Word for word, restate the lines from the one holding "of the open" through the end of the data below, including both endpoints and nothing more.

(Referring expression pointing data)
+ + + + +
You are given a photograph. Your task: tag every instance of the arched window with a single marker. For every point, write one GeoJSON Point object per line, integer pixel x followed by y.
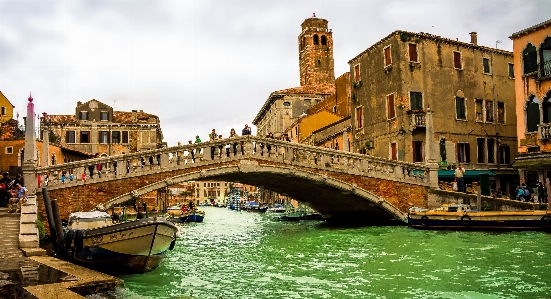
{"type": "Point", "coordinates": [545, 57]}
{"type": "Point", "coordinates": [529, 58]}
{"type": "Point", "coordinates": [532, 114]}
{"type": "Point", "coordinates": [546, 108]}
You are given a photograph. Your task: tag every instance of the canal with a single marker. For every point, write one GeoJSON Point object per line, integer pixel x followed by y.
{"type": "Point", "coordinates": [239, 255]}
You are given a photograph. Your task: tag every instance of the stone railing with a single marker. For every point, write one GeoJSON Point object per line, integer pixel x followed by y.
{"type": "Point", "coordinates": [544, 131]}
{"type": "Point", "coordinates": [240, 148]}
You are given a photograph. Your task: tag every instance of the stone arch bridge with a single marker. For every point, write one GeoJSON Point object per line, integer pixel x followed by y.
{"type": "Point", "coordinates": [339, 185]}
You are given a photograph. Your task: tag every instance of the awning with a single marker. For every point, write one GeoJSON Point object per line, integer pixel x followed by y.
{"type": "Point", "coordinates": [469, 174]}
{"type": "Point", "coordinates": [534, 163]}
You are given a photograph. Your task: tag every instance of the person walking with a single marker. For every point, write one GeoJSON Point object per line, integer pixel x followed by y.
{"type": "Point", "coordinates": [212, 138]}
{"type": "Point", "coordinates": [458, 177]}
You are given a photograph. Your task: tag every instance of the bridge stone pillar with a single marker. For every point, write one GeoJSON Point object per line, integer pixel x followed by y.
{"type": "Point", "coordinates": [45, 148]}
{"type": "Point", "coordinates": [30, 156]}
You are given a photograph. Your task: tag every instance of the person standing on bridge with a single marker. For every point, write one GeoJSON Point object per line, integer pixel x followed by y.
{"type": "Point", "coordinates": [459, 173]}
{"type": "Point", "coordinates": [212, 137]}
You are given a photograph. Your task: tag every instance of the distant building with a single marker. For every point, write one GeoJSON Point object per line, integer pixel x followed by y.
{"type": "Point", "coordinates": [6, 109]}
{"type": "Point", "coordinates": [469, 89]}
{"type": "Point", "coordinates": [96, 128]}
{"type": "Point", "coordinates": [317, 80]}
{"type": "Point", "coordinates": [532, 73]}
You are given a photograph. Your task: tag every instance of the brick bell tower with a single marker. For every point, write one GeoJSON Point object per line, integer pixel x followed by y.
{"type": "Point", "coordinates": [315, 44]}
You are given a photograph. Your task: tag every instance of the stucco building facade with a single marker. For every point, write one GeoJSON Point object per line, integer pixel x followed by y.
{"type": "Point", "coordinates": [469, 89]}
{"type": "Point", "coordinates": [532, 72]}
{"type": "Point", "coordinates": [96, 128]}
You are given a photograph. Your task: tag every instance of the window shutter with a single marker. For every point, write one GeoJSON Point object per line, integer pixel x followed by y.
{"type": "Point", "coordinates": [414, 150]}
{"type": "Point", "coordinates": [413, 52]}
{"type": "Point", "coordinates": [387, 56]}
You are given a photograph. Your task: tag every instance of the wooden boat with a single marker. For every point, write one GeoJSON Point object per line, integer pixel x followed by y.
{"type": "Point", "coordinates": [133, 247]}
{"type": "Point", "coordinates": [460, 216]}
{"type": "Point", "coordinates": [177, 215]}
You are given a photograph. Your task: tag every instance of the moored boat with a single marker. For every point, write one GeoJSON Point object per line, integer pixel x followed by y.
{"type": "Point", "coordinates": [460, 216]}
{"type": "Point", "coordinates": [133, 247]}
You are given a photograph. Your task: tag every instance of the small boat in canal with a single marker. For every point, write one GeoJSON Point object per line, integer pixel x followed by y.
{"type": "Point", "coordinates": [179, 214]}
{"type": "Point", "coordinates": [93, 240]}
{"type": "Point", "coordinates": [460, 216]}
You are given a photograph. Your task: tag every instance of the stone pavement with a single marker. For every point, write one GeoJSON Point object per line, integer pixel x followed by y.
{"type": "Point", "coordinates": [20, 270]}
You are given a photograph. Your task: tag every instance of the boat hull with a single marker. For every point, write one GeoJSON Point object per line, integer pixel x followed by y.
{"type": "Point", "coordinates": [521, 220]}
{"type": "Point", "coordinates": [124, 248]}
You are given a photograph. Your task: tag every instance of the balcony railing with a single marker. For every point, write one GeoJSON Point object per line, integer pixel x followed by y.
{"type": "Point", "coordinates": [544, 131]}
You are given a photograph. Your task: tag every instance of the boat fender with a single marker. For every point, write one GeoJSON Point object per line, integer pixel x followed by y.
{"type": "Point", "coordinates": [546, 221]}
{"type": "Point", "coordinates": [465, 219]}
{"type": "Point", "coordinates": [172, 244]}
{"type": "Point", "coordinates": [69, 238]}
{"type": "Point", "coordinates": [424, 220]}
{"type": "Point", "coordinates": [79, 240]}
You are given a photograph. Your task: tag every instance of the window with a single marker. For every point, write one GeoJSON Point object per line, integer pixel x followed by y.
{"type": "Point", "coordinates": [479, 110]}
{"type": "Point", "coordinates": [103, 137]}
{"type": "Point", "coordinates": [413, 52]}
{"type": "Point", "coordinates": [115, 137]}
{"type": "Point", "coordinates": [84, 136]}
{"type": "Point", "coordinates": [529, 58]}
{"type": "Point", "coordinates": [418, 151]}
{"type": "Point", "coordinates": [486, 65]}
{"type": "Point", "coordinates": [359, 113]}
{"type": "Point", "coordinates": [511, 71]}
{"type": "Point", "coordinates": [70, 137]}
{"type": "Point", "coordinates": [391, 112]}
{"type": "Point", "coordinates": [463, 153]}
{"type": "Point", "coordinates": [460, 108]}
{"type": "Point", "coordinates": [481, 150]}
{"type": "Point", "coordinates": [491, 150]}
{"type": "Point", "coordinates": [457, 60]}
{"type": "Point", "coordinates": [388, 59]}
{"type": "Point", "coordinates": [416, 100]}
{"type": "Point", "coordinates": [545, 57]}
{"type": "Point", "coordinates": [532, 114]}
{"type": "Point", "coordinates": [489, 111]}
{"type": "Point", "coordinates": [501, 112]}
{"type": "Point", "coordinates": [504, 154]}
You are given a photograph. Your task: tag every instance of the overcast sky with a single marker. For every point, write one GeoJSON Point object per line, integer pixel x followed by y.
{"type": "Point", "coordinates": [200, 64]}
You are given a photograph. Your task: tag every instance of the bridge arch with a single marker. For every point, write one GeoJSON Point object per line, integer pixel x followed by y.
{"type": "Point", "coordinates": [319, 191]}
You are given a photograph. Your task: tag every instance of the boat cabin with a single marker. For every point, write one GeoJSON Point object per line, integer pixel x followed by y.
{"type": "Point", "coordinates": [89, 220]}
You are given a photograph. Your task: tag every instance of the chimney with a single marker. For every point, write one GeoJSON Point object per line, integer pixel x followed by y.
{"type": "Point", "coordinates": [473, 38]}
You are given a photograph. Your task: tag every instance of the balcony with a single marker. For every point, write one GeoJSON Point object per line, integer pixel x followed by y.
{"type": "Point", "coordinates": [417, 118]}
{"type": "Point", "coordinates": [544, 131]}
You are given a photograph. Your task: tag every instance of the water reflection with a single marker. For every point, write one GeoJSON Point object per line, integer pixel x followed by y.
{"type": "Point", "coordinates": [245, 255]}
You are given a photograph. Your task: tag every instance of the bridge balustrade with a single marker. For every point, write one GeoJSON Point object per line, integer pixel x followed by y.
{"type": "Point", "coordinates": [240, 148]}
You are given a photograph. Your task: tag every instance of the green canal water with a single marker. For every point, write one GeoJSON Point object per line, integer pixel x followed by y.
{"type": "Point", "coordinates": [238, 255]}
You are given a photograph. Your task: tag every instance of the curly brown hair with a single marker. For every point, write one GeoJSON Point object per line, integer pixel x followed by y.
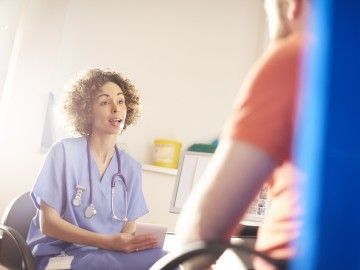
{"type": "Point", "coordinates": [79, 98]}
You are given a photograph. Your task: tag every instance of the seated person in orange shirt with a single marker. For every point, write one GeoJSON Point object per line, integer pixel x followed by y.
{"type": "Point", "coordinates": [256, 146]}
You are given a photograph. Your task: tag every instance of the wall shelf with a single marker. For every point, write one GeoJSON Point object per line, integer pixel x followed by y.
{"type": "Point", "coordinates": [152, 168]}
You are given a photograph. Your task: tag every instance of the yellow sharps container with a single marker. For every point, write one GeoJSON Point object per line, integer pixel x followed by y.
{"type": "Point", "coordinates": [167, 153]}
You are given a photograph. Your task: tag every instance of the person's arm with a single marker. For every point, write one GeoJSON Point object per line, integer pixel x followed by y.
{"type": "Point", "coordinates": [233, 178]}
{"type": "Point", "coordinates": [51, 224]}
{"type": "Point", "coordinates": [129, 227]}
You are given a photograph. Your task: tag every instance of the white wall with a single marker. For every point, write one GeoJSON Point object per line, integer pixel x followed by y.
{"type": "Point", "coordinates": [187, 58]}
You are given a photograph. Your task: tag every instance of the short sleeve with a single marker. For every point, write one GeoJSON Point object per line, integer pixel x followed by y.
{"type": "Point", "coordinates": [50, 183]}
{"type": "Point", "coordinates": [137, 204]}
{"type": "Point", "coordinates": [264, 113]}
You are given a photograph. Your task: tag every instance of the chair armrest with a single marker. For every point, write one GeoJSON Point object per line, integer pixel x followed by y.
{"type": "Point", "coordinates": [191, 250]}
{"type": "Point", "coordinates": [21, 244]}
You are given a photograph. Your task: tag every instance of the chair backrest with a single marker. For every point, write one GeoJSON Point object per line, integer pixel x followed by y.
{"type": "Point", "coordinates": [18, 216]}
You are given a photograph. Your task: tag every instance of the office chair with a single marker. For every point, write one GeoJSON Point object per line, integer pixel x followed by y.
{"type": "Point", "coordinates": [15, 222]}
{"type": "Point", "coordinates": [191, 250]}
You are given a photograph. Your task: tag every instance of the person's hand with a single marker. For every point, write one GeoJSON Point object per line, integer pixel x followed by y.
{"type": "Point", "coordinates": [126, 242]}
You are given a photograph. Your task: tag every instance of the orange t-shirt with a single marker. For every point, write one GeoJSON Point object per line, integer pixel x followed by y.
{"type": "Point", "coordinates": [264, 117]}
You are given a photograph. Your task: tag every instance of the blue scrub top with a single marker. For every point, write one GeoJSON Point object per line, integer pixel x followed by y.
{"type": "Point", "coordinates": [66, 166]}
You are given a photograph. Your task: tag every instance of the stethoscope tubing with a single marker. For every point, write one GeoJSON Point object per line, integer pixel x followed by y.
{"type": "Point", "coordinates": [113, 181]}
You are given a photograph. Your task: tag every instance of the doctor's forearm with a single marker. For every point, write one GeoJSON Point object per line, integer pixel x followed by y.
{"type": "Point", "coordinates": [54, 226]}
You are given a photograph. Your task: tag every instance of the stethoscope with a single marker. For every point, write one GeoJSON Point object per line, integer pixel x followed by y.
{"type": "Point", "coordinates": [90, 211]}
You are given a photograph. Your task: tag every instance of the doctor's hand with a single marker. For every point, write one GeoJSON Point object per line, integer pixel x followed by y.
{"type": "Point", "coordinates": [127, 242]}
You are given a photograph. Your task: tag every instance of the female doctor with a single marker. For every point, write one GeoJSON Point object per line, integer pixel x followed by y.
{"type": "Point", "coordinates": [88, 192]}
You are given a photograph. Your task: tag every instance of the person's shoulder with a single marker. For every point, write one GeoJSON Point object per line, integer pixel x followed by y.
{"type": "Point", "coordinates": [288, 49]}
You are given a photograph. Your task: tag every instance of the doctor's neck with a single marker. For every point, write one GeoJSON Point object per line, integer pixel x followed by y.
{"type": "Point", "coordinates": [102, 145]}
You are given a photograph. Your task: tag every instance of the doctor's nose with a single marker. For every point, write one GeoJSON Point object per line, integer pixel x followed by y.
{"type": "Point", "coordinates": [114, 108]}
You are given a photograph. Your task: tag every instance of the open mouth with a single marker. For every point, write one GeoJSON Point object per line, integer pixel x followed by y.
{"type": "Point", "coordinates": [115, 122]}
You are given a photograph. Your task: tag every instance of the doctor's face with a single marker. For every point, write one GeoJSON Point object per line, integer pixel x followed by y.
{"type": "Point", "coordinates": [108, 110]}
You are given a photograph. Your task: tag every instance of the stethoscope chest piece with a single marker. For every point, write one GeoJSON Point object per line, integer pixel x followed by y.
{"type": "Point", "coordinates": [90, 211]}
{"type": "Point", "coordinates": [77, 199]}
+ + + + +
**TASK RESPONSE:**
You are given a photograph. Your task: tag every instance of the open mouth with a single marker. For every point, write one GeoJSON Point object per line, integer pixel x followed by y.
{"type": "Point", "coordinates": [115, 122]}
You are given a photograph. Your task: tag every instance of the doctor's face with a single marker. For every point, write one GeoJSON Point object per line, integer pixel x followed by y.
{"type": "Point", "coordinates": [108, 110]}
You are given a photograph. Your task: tag every instance of the stethoscope chest piece with a single marker. For every point, write one GeoJSON Point object per line, integer pixel x followed by y.
{"type": "Point", "coordinates": [90, 211]}
{"type": "Point", "coordinates": [77, 199]}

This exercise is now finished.